_ページの抜粋_
PY撮影ノート vol.2

差し込む光に冬とは違う柔らかさが感じられるようになってきました。春はもうすぐそこですね。第2回は一足早く春を写真に収めようと、満開の河津桜を撮影してきました。桜はカメラを手にしたときから撮り続けているのですが、未だに納得できる写真が撮れません。今回の「撮影ノート」、桜を被写体にいろいろな撮り方を試しながら、魅力的な表現を探ってみます。うまくいくかな。

( 写真/文 : A.Inden )

河津桜は静岡県賀茂郡河津町で毎年2月上旬から3月上旬にかけて咲く早咲きの桜です。駅のポスターなどで興味はあったのですが、今回初めて訪ねてみました。河津駅のすぐそばの川沿いにびっしりと色とりどりの屋台が並び、それは美味しそうな匂いに包まれていて気分もあがります。おっと、今日の主役は桜でしたね。屋台の物色は程々にして、桜を愛でに行きましょう。駅から川の上流に向かって約3.5km続く桜並木は、川の両岸を飾ったり、トンネルになったりと、場所により違った雰囲気を楽しませてくれます。

今日のお供はOLYMPUS E-P3に、ズームレンズ1本、単焦点レンズ2本。アクセサリは単焦点の開放撮影を考えてND8(光量減光フィルター)とステップアップリング。はじめは単焦点レンズを3本手に取ったのですが、人の多い場所では自由な撮影位置に動けないかもしれないと思って、1本をズームレンズにしました。カメラバックはどうしても桜色にしたかったので、普通のショルダーバッグにインナーを入れて使っています。スタートのセッティングは前回と同じく、感度はISO200(最低感度)、ホワイトバランスはデーライト(晴天)、モードは絞り優先(A)、画質はRAW+JPEG Fine、ストロボは発行禁止。桜団子片手に、いざ出発です。

_保存された行_
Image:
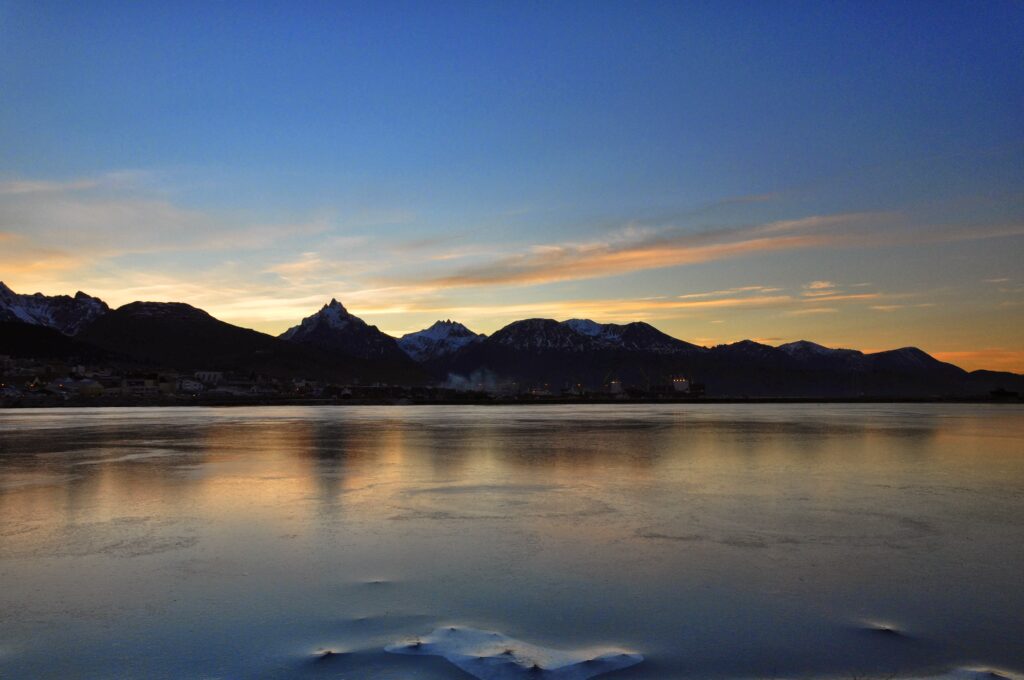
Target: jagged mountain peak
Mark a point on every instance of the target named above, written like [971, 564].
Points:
[61, 312]
[335, 330]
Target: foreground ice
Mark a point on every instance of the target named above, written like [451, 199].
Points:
[976, 674]
[495, 656]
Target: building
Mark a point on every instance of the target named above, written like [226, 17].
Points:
[210, 377]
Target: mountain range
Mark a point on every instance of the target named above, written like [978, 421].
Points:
[333, 344]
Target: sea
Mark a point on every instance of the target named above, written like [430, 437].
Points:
[559, 542]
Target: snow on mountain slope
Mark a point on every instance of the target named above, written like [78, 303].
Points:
[335, 330]
[441, 339]
[62, 312]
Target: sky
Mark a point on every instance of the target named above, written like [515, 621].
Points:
[848, 173]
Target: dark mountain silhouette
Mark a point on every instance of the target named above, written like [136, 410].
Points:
[344, 337]
[178, 336]
[581, 352]
[335, 345]
[33, 341]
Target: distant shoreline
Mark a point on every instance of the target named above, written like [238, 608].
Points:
[483, 400]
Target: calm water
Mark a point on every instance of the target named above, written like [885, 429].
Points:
[717, 541]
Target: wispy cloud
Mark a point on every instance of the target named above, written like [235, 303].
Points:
[647, 250]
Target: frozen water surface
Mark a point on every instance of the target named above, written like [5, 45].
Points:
[491, 655]
[716, 541]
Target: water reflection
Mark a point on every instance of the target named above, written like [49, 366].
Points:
[719, 541]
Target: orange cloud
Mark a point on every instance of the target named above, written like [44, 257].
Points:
[551, 263]
[992, 359]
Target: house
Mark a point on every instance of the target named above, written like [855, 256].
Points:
[189, 386]
[681, 385]
[210, 377]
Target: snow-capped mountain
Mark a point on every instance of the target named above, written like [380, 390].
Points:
[586, 335]
[441, 339]
[333, 329]
[61, 312]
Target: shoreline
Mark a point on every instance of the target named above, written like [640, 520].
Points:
[479, 399]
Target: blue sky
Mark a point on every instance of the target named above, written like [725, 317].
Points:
[494, 161]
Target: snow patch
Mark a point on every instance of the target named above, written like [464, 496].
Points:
[491, 655]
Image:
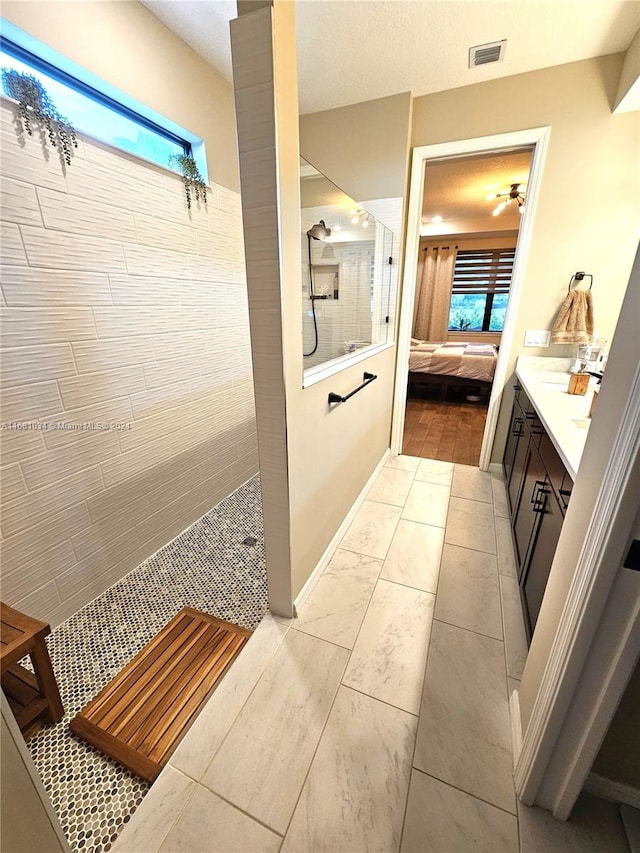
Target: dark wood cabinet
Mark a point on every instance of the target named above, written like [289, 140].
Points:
[542, 548]
[538, 487]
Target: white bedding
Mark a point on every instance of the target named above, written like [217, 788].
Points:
[466, 360]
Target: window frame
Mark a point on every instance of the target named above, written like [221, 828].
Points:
[488, 288]
[25, 48]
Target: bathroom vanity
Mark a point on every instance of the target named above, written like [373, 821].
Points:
[547, 434]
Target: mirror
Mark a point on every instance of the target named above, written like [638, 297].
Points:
[348, 285]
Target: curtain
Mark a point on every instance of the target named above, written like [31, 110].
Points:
[434, 294]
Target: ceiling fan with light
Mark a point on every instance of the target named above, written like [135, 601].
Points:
[515, 194]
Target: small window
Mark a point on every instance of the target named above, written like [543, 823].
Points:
[480, 291]
[96, 113]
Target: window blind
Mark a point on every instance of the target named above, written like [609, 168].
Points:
[483, 271]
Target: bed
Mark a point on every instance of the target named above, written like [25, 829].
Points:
[454, 363]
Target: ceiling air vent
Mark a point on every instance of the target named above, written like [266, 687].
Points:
[483, 54]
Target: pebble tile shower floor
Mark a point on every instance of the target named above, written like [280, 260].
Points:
[208, 567]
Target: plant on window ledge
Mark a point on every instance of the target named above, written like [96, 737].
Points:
[194, 184]
[34, 103]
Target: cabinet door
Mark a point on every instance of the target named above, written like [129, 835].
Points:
[527, 516]
[541, 553]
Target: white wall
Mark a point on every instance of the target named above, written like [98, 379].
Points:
[118, 306]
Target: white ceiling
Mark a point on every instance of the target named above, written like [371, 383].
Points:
[357, 50]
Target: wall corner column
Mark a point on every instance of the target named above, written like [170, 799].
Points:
[266, 96]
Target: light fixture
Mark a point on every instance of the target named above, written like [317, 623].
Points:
[515, 194]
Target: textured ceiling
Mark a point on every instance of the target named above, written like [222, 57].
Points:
[357, 50]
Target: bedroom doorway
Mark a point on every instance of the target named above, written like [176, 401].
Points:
[471, 212]
[533, 144]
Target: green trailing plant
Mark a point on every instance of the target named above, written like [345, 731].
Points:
[194, 184]
[35, 104]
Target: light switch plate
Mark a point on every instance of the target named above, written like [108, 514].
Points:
[537, 338]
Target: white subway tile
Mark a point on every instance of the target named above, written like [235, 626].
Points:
[19, 202]
[128, 321]
[71, 251]
[19, 582]
[87, 423]
[132, 290]
[47, 468]
[11, 247]
[148, 261]
[18, 443]
[37, 326]
[170, 371]
[29, 287]
[36, 364]
[90, 388]
[152, 231]
[142, 460]
[27, 164]
[111, 353]
[35, 506]
[11, 483]
[149, 403]
[26, 546]
[43, 603]
[89, 216]
[109, 535]
[30, 402]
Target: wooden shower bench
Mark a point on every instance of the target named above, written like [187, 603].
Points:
[141, 716]
[31, 696]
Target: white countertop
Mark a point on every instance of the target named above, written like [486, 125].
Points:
[565, 416]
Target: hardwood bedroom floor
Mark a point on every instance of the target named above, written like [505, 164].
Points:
[449, 431]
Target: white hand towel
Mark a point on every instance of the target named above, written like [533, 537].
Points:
[574, 323]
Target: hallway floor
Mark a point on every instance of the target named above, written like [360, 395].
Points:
[379, 719]
[450, 430]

_取り組む内容_
- A) 河津桜の撮影を記した抜粋に照らして、次の(i)〜(iii)が正しいかを「はい」か「いいえ」で判定し、それぞれ決め手となる抜粋の語句を引用してください。(i) 河津桜は毎年2月上旬から3月上旬にかけて咲く。(ii) 最終的に単焦点レンズを3本持って出かけた。(iii) 桜並木は駅から川の下流に向かって約3.5km続いている。
- B) 抜粋から「河津桜は静岡県賀茂郡河津町で」で始まり「雰囲気を楽しませてくれます。」で終わる部分を書き写してください。
ここでは行を一切使いません。

_課題ごとの回答_
- A)
(i) はい:「毎年2月上旬から3月上旬にかけて咲く早咲きの桜です」
(ii) いいえ:「1本をズームレンズにしました」
(iii) いいえ:「駅から川の上流に向かって約3.5km続く桜並木」

- B)
河津桜は静岡県賀茂郡河津町で毎年2月上旬から3月上旬にかけて咲く早咲きの桜です。駅のポスターなどで興味はあったのですが、今回初めて訪ねてみました。河津駅のすぐそばの川沿いにびっしりと色とりどりの屋台が並び、それは美味しそうな匂いに包まれていて気分もあがります。おっと、今日の主役は桜でしたね。屋台の物色は程々にして、桜を愛でに行きましょう。駅から川の上流に向かって約3.5km続く桜並木は、川の両岸を飾ったり、トンネルになったりと、場所により違った雰囲気を楽しませてくれます。